• WHAT TO PRODUCE: Please copy the data below word for word, from the line with "Task: annotate each instance of the cygnet's beak" to the line with "x=156 y=125", including both of those lines.

• RECORDS TO USE:
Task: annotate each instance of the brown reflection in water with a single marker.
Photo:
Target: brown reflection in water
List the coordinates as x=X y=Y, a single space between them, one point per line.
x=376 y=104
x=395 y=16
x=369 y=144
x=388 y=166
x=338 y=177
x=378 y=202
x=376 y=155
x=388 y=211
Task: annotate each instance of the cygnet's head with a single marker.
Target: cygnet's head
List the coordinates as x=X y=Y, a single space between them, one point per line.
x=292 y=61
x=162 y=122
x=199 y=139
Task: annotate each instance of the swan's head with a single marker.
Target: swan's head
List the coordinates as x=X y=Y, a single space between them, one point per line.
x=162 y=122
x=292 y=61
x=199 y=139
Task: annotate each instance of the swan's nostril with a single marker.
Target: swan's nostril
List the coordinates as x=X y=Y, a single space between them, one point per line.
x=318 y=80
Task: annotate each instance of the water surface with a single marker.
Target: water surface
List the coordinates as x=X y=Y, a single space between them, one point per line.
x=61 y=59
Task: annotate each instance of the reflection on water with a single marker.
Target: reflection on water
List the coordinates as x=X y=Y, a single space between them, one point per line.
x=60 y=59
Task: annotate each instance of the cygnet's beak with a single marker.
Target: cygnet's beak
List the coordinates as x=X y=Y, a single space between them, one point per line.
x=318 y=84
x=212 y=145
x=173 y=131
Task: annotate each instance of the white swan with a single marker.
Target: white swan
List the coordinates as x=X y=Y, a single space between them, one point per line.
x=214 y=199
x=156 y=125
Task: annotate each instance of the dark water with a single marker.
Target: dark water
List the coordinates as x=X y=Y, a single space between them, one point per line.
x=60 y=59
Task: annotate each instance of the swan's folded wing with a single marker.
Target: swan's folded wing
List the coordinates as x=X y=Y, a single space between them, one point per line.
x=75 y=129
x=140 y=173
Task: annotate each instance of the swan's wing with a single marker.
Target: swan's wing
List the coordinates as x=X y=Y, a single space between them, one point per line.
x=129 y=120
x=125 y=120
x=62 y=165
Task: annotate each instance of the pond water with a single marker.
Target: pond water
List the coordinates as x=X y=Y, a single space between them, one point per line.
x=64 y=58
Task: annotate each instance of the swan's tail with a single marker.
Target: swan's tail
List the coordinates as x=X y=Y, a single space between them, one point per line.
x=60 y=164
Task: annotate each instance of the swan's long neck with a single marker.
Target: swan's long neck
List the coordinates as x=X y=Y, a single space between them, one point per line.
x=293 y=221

• SOLUTION TO THE PROBLEM:
Task: annotate each instance of the cygnet's beak with a single marker.
Target: cygnet's beak
List the coordinates as x=X y=Y, a single space between them, one point per line.
x=318 y=84
x=212 y=145
x=173 y=131
Task: annotate each instance of the white swan with a single marker.
Target: white swan
List the coordinates as x=X y=Y, a single space between them, one point per line.
x=214 y=199
x=156 y=125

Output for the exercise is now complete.